* **SOURCE**
_____

After chatting offline with Matt, it became apparent that
i somehow missed the fact that the ctb processing handler
was already in a work queue. That said, Matt is correct, i
dont need to create a work queue to extract that capture
log into the interim-store. That would eliminate the race
condition (when the context-reset notification comes
in later via the same queue).

Thanks again Matt.

....alan


On Tue, 2021-12-07 at 21:15 -0800, Alan Previn Teres Alexis wrote:
> Thanks Matt for reviewing. Responses to the questions you had.
> will fix the rest on next rev.
>  
> > > @@ -4013,10 +4016,11 @@ int intel_guc_error_capture_process_msg(struct 
> > > intel_guc *guc,
> > >           return -EPROTO;
> > >   }
> > >  
> > > - status = msg[0];
> > > - drm_info(&guc_to_gt(guc)->i915->drm, "Got error capture: status = %d", 
> > > status);
> > > + status = msg[0] & INTEL_GUC_STATE_CAPTURE_EVENT_STATUS_MASK;
> > > + if (status == INTEL_GUC_STATE_CAPTURE_EVENT_STATUS_NOSPACE)
> > > +         drm_warn(&guc_to_gt(guc)->i915->drm, "G2H-Error capture no 
> > > space\n");
> > >  
> > > - /* Add extraction of error capture dump */
> > > + intel_guc_capture_store_snapshot(guc);
> > 
> > This is done in different worker, right? How does this not race with an
> > engine reset notification that does an error capture (e.g. the error
> > capture is done before we read out the info from the GuC)?
> > 
> I believe the guc error state capture notification event comes right before
> context resets, not engine resets. Also, the i915_gpu_coredump subsystem
> gathers hw state in response to the a context hanging and is done prior to
> the hw reset. Therefore, engine reset notification doesnt play a role here.
> However, since the context reset notification is expected to come right after
> the error state capture notification and your argument is valid in this 
> case...

_____

* **JOB**
Pick up the email about the GuC error capture race where it stops, and write the next few lines of the quoted reply.

_____

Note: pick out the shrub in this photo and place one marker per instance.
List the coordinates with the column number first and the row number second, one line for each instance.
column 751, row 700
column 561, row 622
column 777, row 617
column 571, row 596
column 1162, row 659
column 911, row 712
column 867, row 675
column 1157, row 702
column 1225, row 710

_____

* **SOLVED EXERCISE**
> you could argue a race condition can exist when the context reset event leads
> to calling of i915_gpu_coredump subsystem (which in turn gets a pointer to
> the intel_guc_capture module), however even here, no actual parsing is done
> yet - i am currently waiting on the actual debugfs call before parsing any
> of the data. As a fix, However, I add a flush_work at the time the call to
> the parsing happens even later?
> 
> 
> > As far as I can tell 'intel_guc_capture_store_snapshot' doesn't allocate
> > memory so I don't think we need a worker here.
> > 
> Yes, i am not doing any allocation but the worker function does lock the
> capture_store's mutex (to ensure we dont trample on the circular buffer 
> pointers
> of the interim store (the one between the guc-log-buffer and the error-capture
> reporting). I am not sure if spin_lock_irqsave would be safe considering in 
> the
> event we had back to back error captures, then we wouldnt want to be spinning 
> that
> long if coincidentially the reporting side is actively parsing the bytestream 
> output of the same interim buffer.
> 
> After thinking a bit more, a lockless solution is possible, i could double
> buffer the interim-store-circular-buffer and so when the event comes in, i 
> flip
> to the next "free" interim-store (that isnt filled with pending logs waiting
> to be read or being read). If there is no available interim-store, (i.e.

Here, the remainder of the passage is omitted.